Directions for this task =
Scan the listing below for lines with the word "gothic". Report how many there are, as a number alone.

Records provided =
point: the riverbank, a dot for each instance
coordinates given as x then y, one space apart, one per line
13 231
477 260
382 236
* * *
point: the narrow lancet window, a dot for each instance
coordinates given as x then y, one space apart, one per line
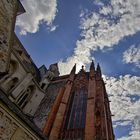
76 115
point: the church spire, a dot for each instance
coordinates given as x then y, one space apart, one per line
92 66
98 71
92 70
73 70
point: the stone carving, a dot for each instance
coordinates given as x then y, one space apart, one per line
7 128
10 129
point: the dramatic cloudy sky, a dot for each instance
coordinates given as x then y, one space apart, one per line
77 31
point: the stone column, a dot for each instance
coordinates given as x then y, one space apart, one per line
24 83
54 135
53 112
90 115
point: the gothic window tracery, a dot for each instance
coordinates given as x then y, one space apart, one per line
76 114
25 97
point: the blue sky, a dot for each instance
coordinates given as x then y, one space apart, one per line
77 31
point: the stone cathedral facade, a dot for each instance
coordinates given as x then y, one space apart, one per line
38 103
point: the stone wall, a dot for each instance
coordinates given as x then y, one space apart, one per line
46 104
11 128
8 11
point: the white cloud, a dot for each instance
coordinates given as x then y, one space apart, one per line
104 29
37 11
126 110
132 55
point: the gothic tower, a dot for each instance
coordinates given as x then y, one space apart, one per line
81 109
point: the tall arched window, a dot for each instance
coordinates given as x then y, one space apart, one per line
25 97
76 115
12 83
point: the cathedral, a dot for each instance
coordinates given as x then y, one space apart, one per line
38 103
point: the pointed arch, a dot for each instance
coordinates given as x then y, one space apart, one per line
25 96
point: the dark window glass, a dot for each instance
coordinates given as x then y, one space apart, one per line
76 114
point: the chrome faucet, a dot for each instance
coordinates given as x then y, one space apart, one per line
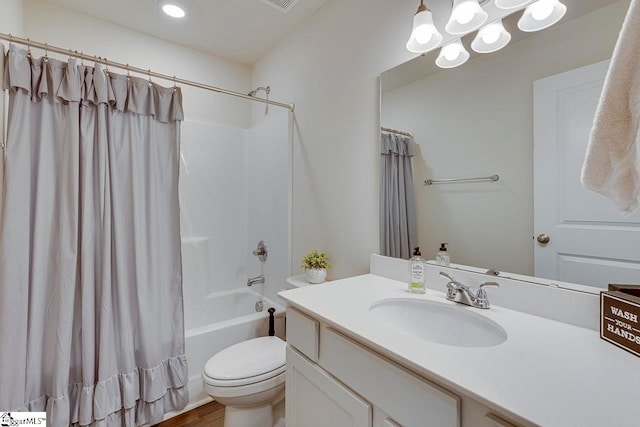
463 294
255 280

Your response =
2